- **Records of labeled regions**
---------------
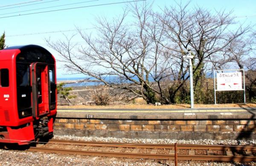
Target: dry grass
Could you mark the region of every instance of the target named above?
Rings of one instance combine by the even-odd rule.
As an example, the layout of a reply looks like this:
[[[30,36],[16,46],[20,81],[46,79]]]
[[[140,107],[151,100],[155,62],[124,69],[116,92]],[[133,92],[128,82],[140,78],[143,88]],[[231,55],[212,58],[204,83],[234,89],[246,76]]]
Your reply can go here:
[[[256,107],[256,104],[195,104],[195,108],[227,108],[227,107]],[[170,104],[163,105],[160,106],[155,106],[149,104],[127,104],[115,105],[109,106],[58,106],[58,109],[74,108],[74,109],[186,109],[190,108],[189,104]]]

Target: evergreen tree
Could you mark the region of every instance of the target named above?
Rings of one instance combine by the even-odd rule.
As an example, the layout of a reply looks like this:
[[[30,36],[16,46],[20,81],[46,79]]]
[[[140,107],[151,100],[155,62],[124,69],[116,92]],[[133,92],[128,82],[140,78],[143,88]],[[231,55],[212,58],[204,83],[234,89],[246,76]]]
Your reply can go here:
[[[6,47],[5,45],[5,32],[4,32],[0,37],[0,50],[3,49]]]

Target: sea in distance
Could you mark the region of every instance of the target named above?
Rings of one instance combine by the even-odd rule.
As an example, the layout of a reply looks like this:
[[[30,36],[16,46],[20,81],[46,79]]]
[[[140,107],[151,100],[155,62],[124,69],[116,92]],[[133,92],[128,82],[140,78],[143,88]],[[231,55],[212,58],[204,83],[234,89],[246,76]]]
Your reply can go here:
[[[207,73],[207,77],[213,78],[213,74],[212,73]],[[104,80],[108,82],[113,82],[116,83],[118,83],[118,80],[119,80],[117,76],[106,76],[104,78]],[[136,80],[138,81],[139,79],[137,77],[134,77],[133,78]],[[172,78],[170,78],[171,80],[173,80]],[[149,76],[149,80],[150,82],[153,82],[154,79],[150,76]],[[103,85],[104,83],[97,81],[96,79],[91,78],[88,79],[86,77],[73,77],[69,78],[57,78],[57,82],[66,82],[66,83],[64,85],[65,87],[70,86],[95,86],[99,85]],[[131,83],[130,81],[126,80],[125,82],[126,83]]]

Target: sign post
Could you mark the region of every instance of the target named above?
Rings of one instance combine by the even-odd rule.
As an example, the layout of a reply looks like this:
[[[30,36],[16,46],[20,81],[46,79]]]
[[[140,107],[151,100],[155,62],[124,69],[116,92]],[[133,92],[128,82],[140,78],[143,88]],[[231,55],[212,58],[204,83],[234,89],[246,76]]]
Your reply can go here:
[[[194,55],[191,54],[190,50],[188,49],[186,55],[183,56],[183,58],[188,59],[189,65],[189,81],[190,83],[190,108],[194,108],[194,87],[193,83],[193,69],[192,66],[192,59]]]
[[[242,83],[241,72],[243,72],[243,85]],[[215,80],[215,72],[217,76],[217,89]],[[245,83],[244,81],[244,69],[218,70],[214,71],[214,102],[216,104],[216,92],[224,91],[244,91],[244,101],[246,103]]]

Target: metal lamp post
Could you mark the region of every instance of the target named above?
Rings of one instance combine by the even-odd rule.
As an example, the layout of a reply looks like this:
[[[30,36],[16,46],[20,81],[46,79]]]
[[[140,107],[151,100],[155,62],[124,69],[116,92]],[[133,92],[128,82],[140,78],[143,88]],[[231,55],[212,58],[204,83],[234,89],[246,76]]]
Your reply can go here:
[[[183,56],[183,59],[188,59],[189,62],[189,80],[190,82],[190,108],[194,108],[194,87],[193,83],[193,69],[192,68],[192,59],[194,55],[192,55],[190,49],[187,50],[186,55]]]

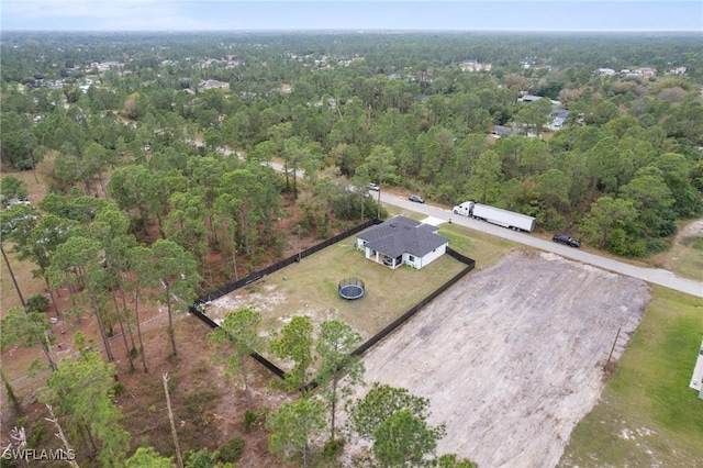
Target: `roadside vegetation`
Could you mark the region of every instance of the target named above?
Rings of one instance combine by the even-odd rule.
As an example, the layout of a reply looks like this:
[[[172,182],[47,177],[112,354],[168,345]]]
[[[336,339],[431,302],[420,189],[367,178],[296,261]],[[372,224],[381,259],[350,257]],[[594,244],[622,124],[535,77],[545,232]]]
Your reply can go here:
---------------
- **Given exercise**
Turn every line of the records above into a numbered list, leaving out blank lines and the pictures.

- **Solution to this problem**
1. Target: dry grass
2. Could you mark the region of every instance of the target named above?
3. Rings of one instance combine by the even-odd rule.
4. As an example, the layout of a reply looks like this:
5. [[[30,36],[16,46],[20,81],[46,79]]]
6. [[[140,107],[151,100],[155,62],[124,69],[116,92]],[[133,92],[128,82],[140,78],[143,88]],[[231,55],[212,58],[204,83],[234,89],[246,76]]]
7. Your reply can go here:
8. [[[256,107],[256,104],[195,104],[195,108],[227,108],[227,107]],[[170,104],[163,105],[160,106],[155,106],[149,104],[127,104],[115,105],[109,106],[58,106],[58,109],[74,108],[74,109],[186,109],[190,108],[189,104]]]
9. Target: evergreen tree
10. Could you mark the region of every instance of the target named above?
11. Rings of one instance combine by the even-odd rule.
12. As an example, the layout of a reply looks like this:
13. [[[30,36],[16,46],[20,81],[46,79]]]
14. [[[140,107],[151,100],[155,62],[124,69],[116,92]],[[133,92],[128,82],[140,78],[143,88]],[[231,55],[212,58],[204,83],[234,89],[246,76]]]
15. Your reply can go here:
16. [[[6,47],[5,45],[5,32],[4,32],[0,37],[0,50],[3,49]]]
17. Target: sea in distance
18. Could you mark the region of every instance of the target named above?
19. Rings of one instance combine by the even-odd rule.
20. As an example, the layout of a reply looks like this:
21. [[[30,36],[16,46],[20,81],[46,79]]]
22. [[[140,107],[151,100],[155,62],[124,69],[116,92]],[[133,92],[128,82],[140,78],[143,88]],[[231,55],[212,58],[204,83],[234,89],[246,76]]]
23. Your reply can go here:
24. [[[207,73],[207,77],[213,78],[213,74],[212,73]],[[104,80],[108,82],[113,82],[116,83],[118,83],[118,80],[119,80],[117,76],[106,76],[104,78]],[[136,80],[138,81],[139,79],[137,77],[134,77],[133,78]],[[172,78],[170,78],[171,80],[173,80]],[[149,76],[149,80],[150,82],[153,82],[154,79],[150,76]],[[103,85],[104,83],[97,81],[96,79],[91,78],[88,79],[86,77],[73,77],[69,78],[57,78],[57,82],[66,82],[66,83],[64,85],[65,87],[70,86],[95,86],[99,85]],[[131,83],[130,81],[126,80],[125,82],[126,83]]]
25. Target: sign post
26. Could you mark the region of every instance of the target named above?
27. Rings of one instance combine by the even-odd rule.
28. As an example, the layout of a reply looks like this:
29. [[[30,36],[16,46],[20,81],[46,79]]]
30. [[[140,107],[151,100],[155,62],[124,69],[116,92]],[[133,92],[128,82],[140,78],[143,88]],[[231,55],[212,58],[204,83],[234,89],[246,76]]]
31. Your reply can go here:
32. [[[194,55],[191,54],[190,50],[188,49],[186,55],[183,56],[183,58],[188,59],[189,65],[189,81],[190,83],[190,108],[194,108],[194,87],[193,83],[193,69],[192,66],[192,59]]]
33. [[[242,83],[241,72],[243,72],[243,85]],[[215,80],[215,72],[217,76],[217,89]],[[245,83],[244,81],[244,69],[218,70],[214,71],[214,102],[216,104],[216,92],[224,91],[244,91],[244,101],[246,103]]]
34. Target: metal lamp post
35. Could you mark the region of every instance of the target named above?
36. Rings of one instance combine by the even-odd rule.
37. As an example, the layout of a reply looks like this:
38. [[[30,36],[16,46],[20,81],[46,79]]]
39. [[[140,107],[151,100],[155,62],[124,69],[116,92]],[[133,92],[128,82],[140,78],[143,88]],[[231,55],[212,58],[204,83],[234,89],[246,76]]]
40. Your reply can go here:
41. [[[183,56],[183,59],[188,59],[189,62],[189,80],[190,82],[190,108],[194,108],[194,87],[193,83],[193,69],[192,68],[192,59],[194,55],[192,55],[190,49],[187,50],[186,55]]]
42. Target: `roadside vegetation`
43. Could you mark the region of every instance of the target named above?
44. Rings of one instance combine by the even-odd rule.
45. As an example, the layout of a reply looks like this:
46. [[[172,182],[47,177],[112,354],[168,345]]]
47. [[[336,339],[431,302],[420,189],[367,178],[296,261]],[[372,224],[381,259],[350,257]],[[594,244],[622,124],[535,77],[545,232]]]
48. Your reply can go here:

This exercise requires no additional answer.